**YOUR ASSIGNMENT**
Each entry in the block below needs to be copied out exactly.

**SOURCE RECORDS**

--- START ---

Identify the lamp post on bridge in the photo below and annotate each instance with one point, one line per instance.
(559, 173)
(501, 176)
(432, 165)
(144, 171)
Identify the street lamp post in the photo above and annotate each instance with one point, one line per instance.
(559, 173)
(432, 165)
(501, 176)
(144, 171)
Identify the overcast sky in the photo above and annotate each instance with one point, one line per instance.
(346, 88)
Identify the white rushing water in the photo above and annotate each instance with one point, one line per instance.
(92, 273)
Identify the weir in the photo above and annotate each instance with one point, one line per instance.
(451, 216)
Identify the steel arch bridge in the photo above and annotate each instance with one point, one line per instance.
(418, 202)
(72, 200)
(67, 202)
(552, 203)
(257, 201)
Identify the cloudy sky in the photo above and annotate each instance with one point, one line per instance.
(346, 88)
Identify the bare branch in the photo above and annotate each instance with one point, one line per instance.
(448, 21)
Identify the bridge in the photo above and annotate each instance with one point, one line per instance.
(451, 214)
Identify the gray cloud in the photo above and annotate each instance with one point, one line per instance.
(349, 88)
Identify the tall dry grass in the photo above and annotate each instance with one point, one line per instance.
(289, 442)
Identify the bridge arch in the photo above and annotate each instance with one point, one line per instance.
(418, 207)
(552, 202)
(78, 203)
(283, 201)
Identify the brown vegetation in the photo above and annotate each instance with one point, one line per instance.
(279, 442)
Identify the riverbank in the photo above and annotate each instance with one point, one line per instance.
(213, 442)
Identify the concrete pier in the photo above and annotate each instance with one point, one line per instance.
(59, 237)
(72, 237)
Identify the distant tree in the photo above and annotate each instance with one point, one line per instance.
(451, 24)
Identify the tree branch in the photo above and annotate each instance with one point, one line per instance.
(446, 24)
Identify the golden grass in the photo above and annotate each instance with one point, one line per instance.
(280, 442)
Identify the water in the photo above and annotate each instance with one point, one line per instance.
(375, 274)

--- END ---

**REPLY**
Identify the lamp post on bridge in the photo below and annotate each instance with one point, one line per instance.
(559, 173)
(501, 176)
(432, 165)
(144, 171)
Identify the street lamp post in the photo above and annotate each instance with one point, one line per instance.
(559, 173)
(432, 165)
(501, 176)
(144, 171)
Identify the overcast sky in the photo above and annotate each instance with one point, one line per instance.
(346, 88)
Identify the white rushing water in the photo above and annotate each instance with one point, one line per instance.
(92, 273)
Identify the weir in the photo above and annotate each instance with one point, one line per instance.
(451, 216)
Identify the steel arch bridge in the photo above and annotate each instance with one point, one line per instance.
(418, 202)
(72, 200)
(67, 202)
(552, 203)
(257, 201)
Identify the cloudy sky in the photo above and annotate each instance with one point, one line per instance.
(346, 88)
Identify the bare branch in the photo above and annotate each instance with one point, one line per instance.
(448, 21)
Identify the bridge in the photo above and annotate each instance with one point, one line per instance.
(451, 214)
Identify the gray cloud in the photo above and annotate each instance with one point, one line per instance.
(349, 88)
Identify the tall dry grass in the photo above and annotate each instance with one point, one line per instance.
(289, 442)
Identify the bridge arch in the photo above and annotate each instance with one point, one line per instance.
(418, 207)
(552, 202)
(78, 203)
(283, 201)
Identify the brown vegetation in the photo above and annotate each instance with one point, one line per instance.
(279, 442)
Identify the riverbank in the photo above and annotate each instance with one point, one line per instance.
(213, 442)
Identify the concrete pier in the photo above and annotate each instance with one point, one line per instance.
(59, 237)
(72, 237)
Identify the distant tree in the photo above and annotate each instance with one point, one line per instance.
(451, 24)
Identify the tree branch in the photo above and annotate each instance with one point, one line per instance.
(446, 24)
Identify the golden grass in the photo above and annotate each instance with one point, one line per instance.
(280, 442)
Identify the water in the photo above and annotate each instance with one point, one line per instance.
(375, 274)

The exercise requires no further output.